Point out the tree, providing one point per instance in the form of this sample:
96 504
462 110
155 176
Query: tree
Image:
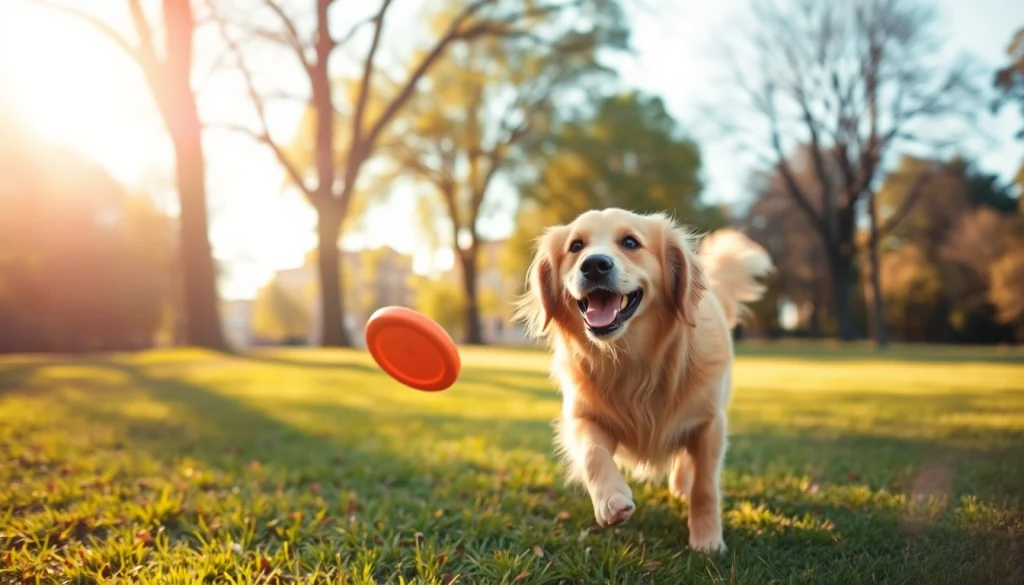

[WHAT THIS TASK INVOLVES]
Word for word, print out all of the records above; pass over the pictures.

[SOLUTION TO THE EXERCISE]
Point out the tree, providing one point per instance in the form of this sample:
96 504
462 110
155 176
Query: tree
Image:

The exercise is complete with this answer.